→ **How to complete this task**:
What appears from the first line of the data below through the line containing "# mark a point on each instance of the steel", both included, should be copied exactly, and nothing else.

→ **Records for processing**:
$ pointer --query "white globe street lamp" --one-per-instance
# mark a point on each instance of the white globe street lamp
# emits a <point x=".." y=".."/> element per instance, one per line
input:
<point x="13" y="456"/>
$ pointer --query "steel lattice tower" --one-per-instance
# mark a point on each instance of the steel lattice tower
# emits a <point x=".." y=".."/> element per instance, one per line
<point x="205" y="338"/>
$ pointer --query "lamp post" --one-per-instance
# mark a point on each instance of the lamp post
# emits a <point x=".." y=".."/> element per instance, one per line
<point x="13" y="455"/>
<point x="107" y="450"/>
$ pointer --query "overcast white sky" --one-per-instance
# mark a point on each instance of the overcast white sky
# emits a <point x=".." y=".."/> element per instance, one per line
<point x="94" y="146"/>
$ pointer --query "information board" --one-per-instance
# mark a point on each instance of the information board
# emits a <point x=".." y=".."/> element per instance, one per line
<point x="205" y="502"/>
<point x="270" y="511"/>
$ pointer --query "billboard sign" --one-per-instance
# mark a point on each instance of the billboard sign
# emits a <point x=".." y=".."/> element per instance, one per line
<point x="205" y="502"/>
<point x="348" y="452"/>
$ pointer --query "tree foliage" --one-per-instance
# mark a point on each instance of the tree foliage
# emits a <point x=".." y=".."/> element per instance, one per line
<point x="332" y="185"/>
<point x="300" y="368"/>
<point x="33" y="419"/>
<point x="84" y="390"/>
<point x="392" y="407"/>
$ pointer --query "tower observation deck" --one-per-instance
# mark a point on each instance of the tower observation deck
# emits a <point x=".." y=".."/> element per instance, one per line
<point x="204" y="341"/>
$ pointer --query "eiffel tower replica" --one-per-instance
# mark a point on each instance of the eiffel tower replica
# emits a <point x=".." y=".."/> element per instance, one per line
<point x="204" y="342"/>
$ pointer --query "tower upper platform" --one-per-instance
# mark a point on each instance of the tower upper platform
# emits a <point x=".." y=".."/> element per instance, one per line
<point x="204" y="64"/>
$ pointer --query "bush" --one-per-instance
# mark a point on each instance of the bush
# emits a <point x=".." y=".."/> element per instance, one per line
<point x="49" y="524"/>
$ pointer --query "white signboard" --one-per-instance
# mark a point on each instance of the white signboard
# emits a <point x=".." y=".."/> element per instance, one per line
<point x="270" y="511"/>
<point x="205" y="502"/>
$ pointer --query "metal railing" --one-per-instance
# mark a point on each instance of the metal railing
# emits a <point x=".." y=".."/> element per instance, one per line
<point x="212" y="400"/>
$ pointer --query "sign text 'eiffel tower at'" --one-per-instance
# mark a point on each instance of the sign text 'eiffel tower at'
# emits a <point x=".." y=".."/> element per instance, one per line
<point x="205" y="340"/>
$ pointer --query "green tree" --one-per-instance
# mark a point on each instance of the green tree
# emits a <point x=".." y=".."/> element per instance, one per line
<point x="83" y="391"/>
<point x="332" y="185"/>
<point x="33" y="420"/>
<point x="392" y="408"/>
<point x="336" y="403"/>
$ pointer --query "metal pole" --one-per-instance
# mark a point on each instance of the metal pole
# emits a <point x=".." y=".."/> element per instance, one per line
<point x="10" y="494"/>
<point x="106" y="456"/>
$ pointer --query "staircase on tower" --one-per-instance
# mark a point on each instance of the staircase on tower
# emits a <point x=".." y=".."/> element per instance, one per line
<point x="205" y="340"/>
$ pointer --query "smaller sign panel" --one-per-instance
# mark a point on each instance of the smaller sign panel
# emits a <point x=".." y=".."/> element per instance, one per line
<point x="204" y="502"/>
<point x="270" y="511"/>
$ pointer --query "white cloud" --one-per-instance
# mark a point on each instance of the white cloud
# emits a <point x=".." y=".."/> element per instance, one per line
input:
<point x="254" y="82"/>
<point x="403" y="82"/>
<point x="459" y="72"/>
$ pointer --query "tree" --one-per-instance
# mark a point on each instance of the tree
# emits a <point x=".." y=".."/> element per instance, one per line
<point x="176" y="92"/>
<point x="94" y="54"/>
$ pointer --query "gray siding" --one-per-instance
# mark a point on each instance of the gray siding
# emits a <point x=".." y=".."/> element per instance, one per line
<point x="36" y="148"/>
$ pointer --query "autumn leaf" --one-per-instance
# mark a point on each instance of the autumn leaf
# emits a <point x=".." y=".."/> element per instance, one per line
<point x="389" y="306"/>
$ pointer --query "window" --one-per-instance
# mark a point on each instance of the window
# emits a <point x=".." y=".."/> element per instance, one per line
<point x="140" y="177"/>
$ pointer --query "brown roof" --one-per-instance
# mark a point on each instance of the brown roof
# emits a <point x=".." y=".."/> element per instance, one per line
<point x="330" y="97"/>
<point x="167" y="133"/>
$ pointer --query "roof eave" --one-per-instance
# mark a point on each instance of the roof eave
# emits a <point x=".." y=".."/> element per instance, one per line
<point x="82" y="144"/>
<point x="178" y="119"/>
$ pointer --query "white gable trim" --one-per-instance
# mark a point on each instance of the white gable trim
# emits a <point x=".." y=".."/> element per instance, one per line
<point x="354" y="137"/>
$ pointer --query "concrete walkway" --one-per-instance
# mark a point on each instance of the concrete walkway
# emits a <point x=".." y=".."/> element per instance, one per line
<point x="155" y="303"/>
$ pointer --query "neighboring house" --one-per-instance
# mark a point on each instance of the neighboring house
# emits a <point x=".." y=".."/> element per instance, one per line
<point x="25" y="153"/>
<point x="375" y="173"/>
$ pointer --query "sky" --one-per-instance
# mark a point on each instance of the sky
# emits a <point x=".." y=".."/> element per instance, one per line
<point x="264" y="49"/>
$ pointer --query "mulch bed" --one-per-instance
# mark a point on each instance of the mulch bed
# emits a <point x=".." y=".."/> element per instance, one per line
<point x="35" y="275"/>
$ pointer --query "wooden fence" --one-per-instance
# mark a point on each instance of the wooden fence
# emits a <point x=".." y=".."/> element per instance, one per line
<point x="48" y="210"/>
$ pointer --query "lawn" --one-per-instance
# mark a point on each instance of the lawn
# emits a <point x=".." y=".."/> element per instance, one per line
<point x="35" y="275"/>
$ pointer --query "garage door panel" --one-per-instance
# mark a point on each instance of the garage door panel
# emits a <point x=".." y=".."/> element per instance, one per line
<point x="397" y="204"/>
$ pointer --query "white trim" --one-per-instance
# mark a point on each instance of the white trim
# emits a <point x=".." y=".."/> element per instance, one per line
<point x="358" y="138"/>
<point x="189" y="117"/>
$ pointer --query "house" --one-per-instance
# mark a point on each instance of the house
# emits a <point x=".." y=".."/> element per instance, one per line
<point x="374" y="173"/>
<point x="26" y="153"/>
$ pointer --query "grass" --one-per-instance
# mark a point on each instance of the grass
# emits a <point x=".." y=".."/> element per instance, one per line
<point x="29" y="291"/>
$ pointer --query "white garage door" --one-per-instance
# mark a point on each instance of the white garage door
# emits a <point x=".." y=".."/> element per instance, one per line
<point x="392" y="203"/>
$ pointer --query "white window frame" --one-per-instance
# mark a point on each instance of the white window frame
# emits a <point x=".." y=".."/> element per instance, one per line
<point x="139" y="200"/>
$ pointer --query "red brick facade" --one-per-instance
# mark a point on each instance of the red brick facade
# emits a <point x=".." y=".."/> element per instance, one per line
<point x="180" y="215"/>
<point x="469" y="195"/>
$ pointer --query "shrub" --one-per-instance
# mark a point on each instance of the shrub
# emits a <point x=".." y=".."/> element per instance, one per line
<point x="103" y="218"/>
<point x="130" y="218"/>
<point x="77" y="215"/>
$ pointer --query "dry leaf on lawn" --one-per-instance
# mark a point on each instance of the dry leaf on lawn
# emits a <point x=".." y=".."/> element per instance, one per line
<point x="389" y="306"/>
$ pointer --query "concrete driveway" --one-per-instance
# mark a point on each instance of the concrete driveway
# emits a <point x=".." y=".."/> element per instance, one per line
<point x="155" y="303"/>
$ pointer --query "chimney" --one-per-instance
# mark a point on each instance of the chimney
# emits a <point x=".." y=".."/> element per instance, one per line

→ **Exercise response**:
$ pointer --query "white globe street lamp" --one-per-instance
# mark a point on each instance of the white globe street lamp
# emits a <point x=".." y=".."/> element per instance, one per line
input:
<point x="13" y="456"/>
$ pointer --query "steel lattice tower" --one-per-instance
# mark a point on each instance of the steel lattice tower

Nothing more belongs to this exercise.